◆ Verilen Metin
______

Dikkat çeken kurgusu, özgün karakterleri ve akıcılığı sayesinde, bir solukta okunan, içeriği ve verdiği mesaj açısından unutulmaz bir kitap olan “Kâtip Bartleby”in yazarı 1819-1891 yılları arasında yaşamış olan Herman Melville’dir. Sonradan dikkat çeken öyküsü, ilk kez 1853 yılında ilk olarak iki bölüm şeklinde 1853 yılında, New York’ta basılan Putnam’s Monthly Magazine’de yayınlanmıştır. Ardından 1856’da ufak değişiklikler yapılarak, yazarın ‘The Piazza Tales’ adlı öykü kitabında yerini almıştır.
Kafka, Beckett, Derrida ve Albert Camus’ye kadar önemli yazarlar ve filozoflara esin kaynağı olan Kâtip Bartleby, absürd edebiyatın öncülerinden olup Amerikan edebiyatının kült yapıtları arasına girmiştir. Kitabın ana fikri olan, “Yapmamayı tercih etmek” her zaman mümkün olmasa da, bu kitapla birlikte, içimizde bastırdığımız bazı duygularımıza bir çıkış noktası arıyor.

______

◆ Kayıtlı Bilgiler
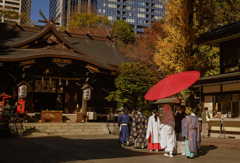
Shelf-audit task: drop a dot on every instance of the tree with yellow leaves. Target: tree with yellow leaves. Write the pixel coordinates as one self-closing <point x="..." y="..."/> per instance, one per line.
<point x="178" y="51"/>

______

◆ Talimatlarınız
Kâtip Bartleby hakkındaki metinde “Dikkat çeken kurgusu” diye başlayan paragrafı, ana bilgileri koruyarak daha kısa biçimde yeniden yazar mısın?

◆ Çıktı
“Kâtip Bartleby”, 1819-1891 yılları arasında yaşamış Herman Melville’in kurgusu, özgün karakterleri, akıcılığı ve mesajıyla unutulmaz bir kitabıdır. Öykü ilk kez 1853’te New York’ta basılan Putnam’s Monthly Magazine’de iki bölüm halinde yayımlanmış, 1856’da ufak değişikliklerle yazarın ‘The Piazza Tales’ adlı öykü kitabına alınmıştır.